Reproduce as a numbered list, omitting blank lines, every line of the records from the line containing "In this exercise you will indicate the column" up to and including the line containing "point(388, 255)".

## EXERCISE INPUT:
• • • • •

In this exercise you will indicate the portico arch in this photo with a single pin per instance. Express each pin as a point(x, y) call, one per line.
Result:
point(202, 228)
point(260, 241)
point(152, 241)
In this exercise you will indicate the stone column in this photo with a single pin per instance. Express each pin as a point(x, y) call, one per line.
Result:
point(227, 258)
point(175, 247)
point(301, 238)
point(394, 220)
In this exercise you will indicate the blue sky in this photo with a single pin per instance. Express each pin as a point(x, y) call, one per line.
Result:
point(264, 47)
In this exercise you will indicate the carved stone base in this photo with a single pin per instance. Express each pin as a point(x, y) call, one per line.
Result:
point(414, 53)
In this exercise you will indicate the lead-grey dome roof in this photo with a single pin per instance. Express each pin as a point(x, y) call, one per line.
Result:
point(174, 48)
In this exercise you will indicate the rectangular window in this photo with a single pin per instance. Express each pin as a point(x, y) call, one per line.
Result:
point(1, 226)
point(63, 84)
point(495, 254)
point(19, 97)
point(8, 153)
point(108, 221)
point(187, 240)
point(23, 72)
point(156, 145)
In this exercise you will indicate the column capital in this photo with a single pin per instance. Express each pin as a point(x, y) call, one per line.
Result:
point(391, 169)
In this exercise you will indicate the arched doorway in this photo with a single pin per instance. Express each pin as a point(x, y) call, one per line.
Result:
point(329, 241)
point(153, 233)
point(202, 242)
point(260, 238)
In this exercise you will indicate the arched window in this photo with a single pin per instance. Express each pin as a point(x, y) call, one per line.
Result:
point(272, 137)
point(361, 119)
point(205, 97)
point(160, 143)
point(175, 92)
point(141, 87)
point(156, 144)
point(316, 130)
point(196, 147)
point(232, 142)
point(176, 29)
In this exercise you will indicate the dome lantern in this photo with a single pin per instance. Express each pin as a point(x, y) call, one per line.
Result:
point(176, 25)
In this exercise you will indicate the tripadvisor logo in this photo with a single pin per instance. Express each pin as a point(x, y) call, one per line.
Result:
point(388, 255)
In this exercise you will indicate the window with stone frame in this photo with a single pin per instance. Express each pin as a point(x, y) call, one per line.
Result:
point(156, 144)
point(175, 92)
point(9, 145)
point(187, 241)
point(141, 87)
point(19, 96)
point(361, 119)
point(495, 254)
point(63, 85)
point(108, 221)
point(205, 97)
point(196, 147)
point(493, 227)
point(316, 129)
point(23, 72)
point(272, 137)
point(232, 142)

• • • • •

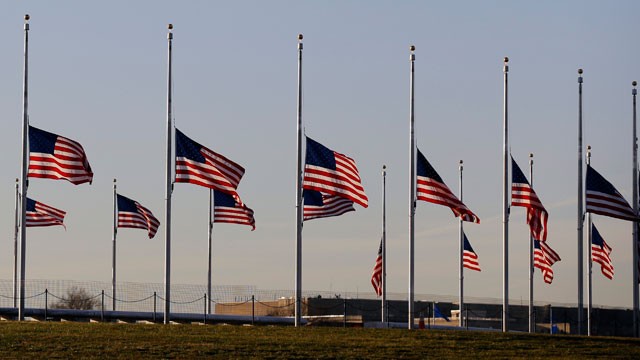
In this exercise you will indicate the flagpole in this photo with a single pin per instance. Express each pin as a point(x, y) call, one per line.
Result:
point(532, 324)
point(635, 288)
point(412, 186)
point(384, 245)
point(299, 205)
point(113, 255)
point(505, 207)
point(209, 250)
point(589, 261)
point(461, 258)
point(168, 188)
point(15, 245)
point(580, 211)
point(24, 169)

• • • • •

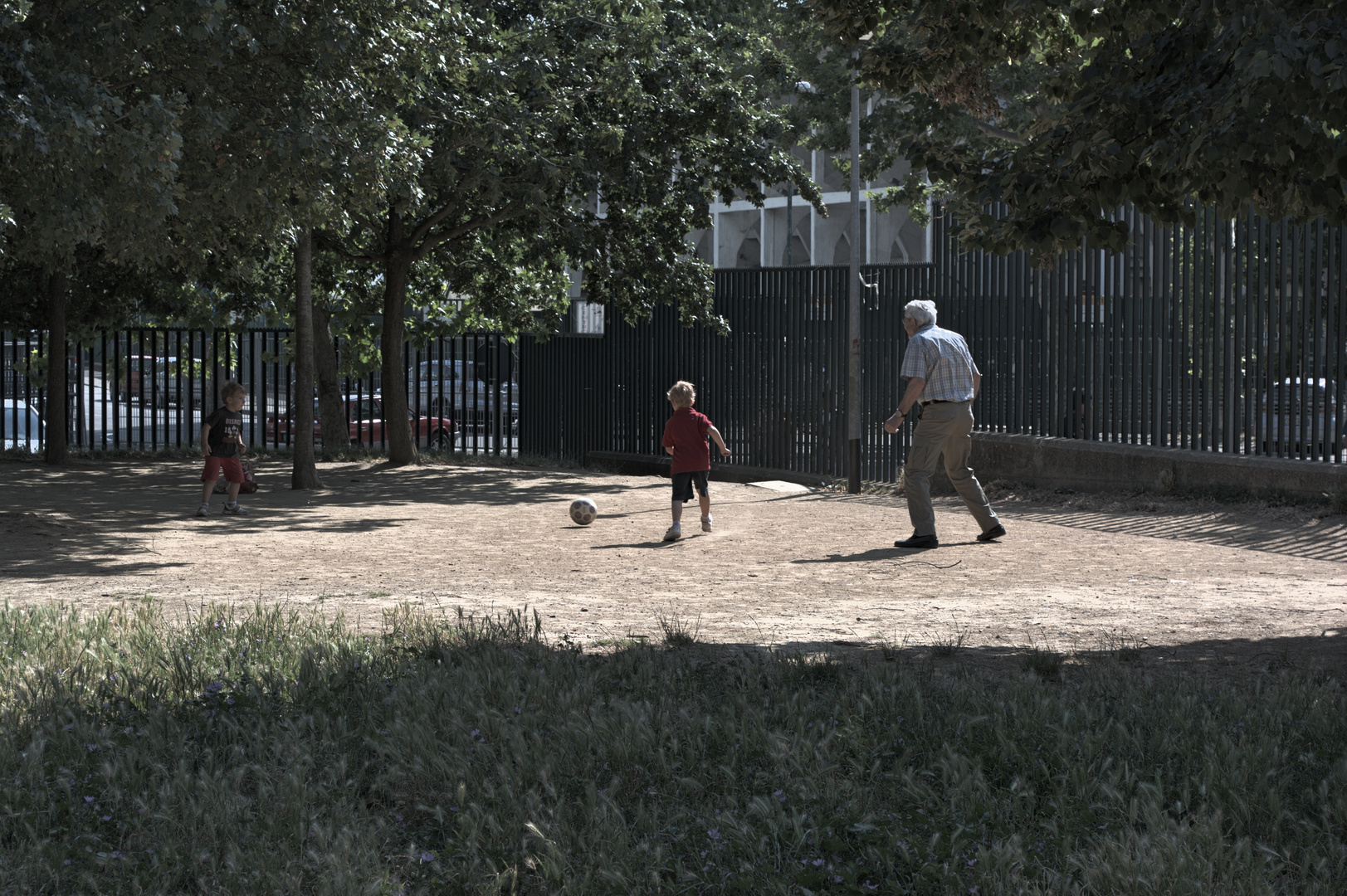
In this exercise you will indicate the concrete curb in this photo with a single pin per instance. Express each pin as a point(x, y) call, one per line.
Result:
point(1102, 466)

• • • • •

## COMPLETE RESPONSE:
1. In this exercise you will indicate the column capital in this photo with a single pin per instance. Express each pin as a point(x, y) call, one per line.
2. Result:
3. point(391, 169)
4. In this exercise you will indicate the arched doorway in this photo with a single pin per instance. Express each pin as a point(x, y) call, one per line.
5. Result:
6. point(329, 241)
7. point(153, 233)
8. point(202, 242)
9. point(260, 238)
10. In this exercise you will indicate the arched window in this photo with a single pin per instance. Express each pin as a point(x, y) call, one per line.
11. Result:
12. point(272, 137)
13. point(361, 119)
14. point(205, 97)
15. point(160, 143)
16. point(175, 92)
17. point(141, 87)
18. point(156, 144)
19. point(316, 130)
20. point(196, 147)
21. point(232, 142)
22. point(176, 29)
23. In this exercise you will indicate the dome lantern in this photo with a single pin per instance. Express each pin as a point(x, y) call, one per line.
24. Result:
25. point(176, 25)
26. In this exercise you will indicate the tripadvisor logo in this photo with a single pin per instance. Express each pin as a point(x, y) call, one per line.
27. Result:
28. point(388, 255)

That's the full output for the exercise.